Point annotations for images:
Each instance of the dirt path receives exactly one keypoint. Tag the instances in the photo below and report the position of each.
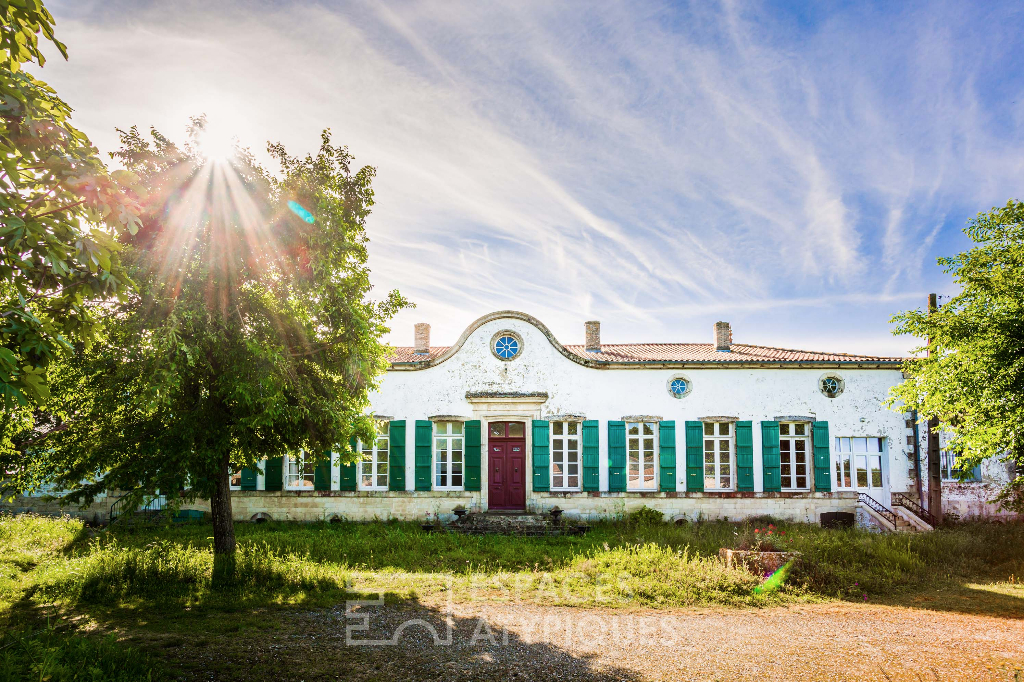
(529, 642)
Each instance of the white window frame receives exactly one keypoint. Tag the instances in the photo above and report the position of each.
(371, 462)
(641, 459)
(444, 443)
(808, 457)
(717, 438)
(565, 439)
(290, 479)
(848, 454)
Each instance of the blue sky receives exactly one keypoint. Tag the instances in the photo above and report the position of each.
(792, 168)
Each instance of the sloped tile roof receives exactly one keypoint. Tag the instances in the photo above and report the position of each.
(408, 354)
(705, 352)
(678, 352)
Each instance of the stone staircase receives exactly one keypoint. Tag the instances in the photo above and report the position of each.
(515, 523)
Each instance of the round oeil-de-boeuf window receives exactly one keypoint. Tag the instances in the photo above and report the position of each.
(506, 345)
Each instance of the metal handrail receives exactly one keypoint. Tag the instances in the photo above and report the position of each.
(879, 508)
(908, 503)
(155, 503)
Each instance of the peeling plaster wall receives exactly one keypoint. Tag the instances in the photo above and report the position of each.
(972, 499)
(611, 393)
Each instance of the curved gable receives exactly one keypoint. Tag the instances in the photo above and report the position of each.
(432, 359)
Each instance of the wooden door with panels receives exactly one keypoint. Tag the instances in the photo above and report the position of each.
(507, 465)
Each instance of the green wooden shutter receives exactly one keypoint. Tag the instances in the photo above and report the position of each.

* Written exercise
Retype the records word for word, from the line containing "Each instance of the peeling" through the end of the records.

* Exercise output
Each instance of the peeling plaster wall receives exactly one keypoint. Tag the instances in the photo above and report the position of each.
(972, 499)
(611, 393)
Each instance of the curved gable receives exactly one keypoint. Tag the instances in the photo above and report the position of each.
(432, 359)
Each instance of the wooden door with panels receives exactly one keypoint. Tag the instances in the photo above and report the position of each.
(507, 465)
Each instance of the green wooden shutter receives exactly one keypoint. Tag the instances in the photo above and report the position of each.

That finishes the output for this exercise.